» Exercise prompt
Output each line of the listing below with no changes.

Records in a dataset
******************************

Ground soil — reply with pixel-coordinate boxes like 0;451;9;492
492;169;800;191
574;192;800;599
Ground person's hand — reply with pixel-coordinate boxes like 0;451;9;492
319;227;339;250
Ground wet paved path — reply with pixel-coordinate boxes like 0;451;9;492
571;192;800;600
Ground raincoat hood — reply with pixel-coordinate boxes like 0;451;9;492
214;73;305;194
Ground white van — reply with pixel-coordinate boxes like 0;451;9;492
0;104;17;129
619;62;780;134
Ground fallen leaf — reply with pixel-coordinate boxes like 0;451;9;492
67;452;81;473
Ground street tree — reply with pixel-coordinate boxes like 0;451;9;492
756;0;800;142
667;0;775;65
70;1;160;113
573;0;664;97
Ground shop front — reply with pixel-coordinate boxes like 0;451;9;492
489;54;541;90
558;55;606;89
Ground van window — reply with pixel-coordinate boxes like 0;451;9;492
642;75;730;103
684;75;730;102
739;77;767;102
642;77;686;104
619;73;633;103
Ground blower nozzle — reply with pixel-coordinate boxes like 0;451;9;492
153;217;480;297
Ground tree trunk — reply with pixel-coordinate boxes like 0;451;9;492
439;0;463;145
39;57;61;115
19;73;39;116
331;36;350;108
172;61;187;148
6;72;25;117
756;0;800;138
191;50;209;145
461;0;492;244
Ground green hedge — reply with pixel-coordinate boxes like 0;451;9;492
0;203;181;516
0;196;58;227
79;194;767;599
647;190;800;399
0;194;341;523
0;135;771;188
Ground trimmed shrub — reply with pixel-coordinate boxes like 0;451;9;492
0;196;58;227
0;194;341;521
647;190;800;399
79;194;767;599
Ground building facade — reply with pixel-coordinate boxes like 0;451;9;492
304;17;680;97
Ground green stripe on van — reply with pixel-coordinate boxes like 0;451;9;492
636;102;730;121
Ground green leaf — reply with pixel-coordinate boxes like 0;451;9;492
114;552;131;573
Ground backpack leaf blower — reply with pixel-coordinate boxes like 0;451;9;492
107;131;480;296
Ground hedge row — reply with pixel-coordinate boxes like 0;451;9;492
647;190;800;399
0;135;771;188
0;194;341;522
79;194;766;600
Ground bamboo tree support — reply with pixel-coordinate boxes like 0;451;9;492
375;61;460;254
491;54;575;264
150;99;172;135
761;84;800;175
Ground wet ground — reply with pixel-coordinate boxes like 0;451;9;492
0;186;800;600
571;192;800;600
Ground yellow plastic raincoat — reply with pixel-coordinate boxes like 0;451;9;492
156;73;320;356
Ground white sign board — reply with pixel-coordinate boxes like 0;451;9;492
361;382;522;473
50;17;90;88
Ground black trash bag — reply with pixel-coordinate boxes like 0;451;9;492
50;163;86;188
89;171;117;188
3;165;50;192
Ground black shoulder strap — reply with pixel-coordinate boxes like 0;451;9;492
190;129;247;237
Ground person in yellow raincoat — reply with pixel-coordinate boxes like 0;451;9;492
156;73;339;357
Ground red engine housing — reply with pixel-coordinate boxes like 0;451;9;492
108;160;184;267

******************************

» Reply
Ground soil — reply with pixel-coordinate boxes like 0;451;9;492
492;169;800;191
574;192;800;599
Ground person's hand — reply with pixel-coordinate boxes like 0;451;9;492
319;227;339;250
Ground wet paved path — reply with pixel-coordinate boxes like 0;451;9;492
571;192;800;600
Ground raincoat hood — reply with pixel-coordinate boxes like 0;451;9;492
214;73;305;194
Ground white van — reply with pixel-coordinate boxes like 0;451;9;492
0;104;17;129
619;62;780;134
Ground fallen leaf — reply with pixel-coordinate boxes like 0;451;9;492
67;452;81;473
Ground street tree — reply with pixel-coordinate boxes like 0;451;9;492
756;0;800;142
667;0;775;65
70;1;160;113
573;0;664;97
Ground shop front — reply with pixel-coordinate boxes like 0;451;9;492
489;54;541;90
558;55;606;89
Ground van window — reply with pixel-coordinate boxes like 0;451;9;492
642;75;730;103
684;75;730;102
739;77;767;102
642;77;686;104
619;73;633;103
Ground blower nozzle — reply with pixel-coordinate boxes like 0;451;9;492
153;217;480;297
Ground tree trunk — reply with pixel-coordinate boxes like 0;451;9;492
439;0;463;145
39;57;61;115
19;73;39;116
331;36;350;108
172;61;187;148
6;72;25;117
756;0;800;138
191;50;209;145
461;0;492;244
Ground green hedge — reply with pixel-coordinate boxes like 0;451;9;492
0;203;181;516
0;196;58;227
79;194;767;599
647;190;800;399
0;194;341;523
0;135;771;188
Ground trimmed shrub — reply with pixel-coordinate boxes like 0;451;9;492
0;196;58;227
0;194;341;521
647;190;800;399
79;194;767;599
Ground building facade — reply with pixel-coordinate boxes like 0;451;9;492
304;17;680;97
Ground green stripe on van — reply with pixel-coordinate boxes like 0;451;9;492
636;102;730;121
Ground green leaf — reply with pixel-coordinate boxes like 0;451;9;492
114;552;131;573
Ground backpack leaf blower — reply with pixel-coordinate boxes like 0;451;9;492
107;131;480;296
Ground hedge row — reply with pixel-coordinate boxes like 0;451;9;492
647;190;800;399
0;135;771;188
0;194;341;522
79;194;766;600
Ground bamboo tree support — reply with pixel-coordinate boxes like 0;451;9;492
375;61;460;254
491;54;575;264
150;99;172;135
761;84;800;175
Ground wet ground — reply with pixel-coordinate boxes like 0;451;9;492
0;186;800;600
571;192;800;600
Ground yellow plastic raincoat — reply with pixel-coordinate boxes like 0;451;9;492
156;73;320;356
Ground white sign board — reply with pixel-coordinate boxes like 0;451;9;492
361;382;522;473
50;17;90;88
Ground black trash bag — reply with pixel-coordinate boxes like 0;451;9;492
50;163;86;188
89;171;117;188
3;165;50;192
Ground black shoulder strap — reply with pixel-coordinate boxes like 0;451;9;492
190;129;247;237
Ground person in yellow raincoat — reply with pixel-coordinate boxes like 0;451;9;492
156;73;339;357
Ground red engine housing — reply with pixel-coordinate boxes like 0;451;9;492
108;160;184;267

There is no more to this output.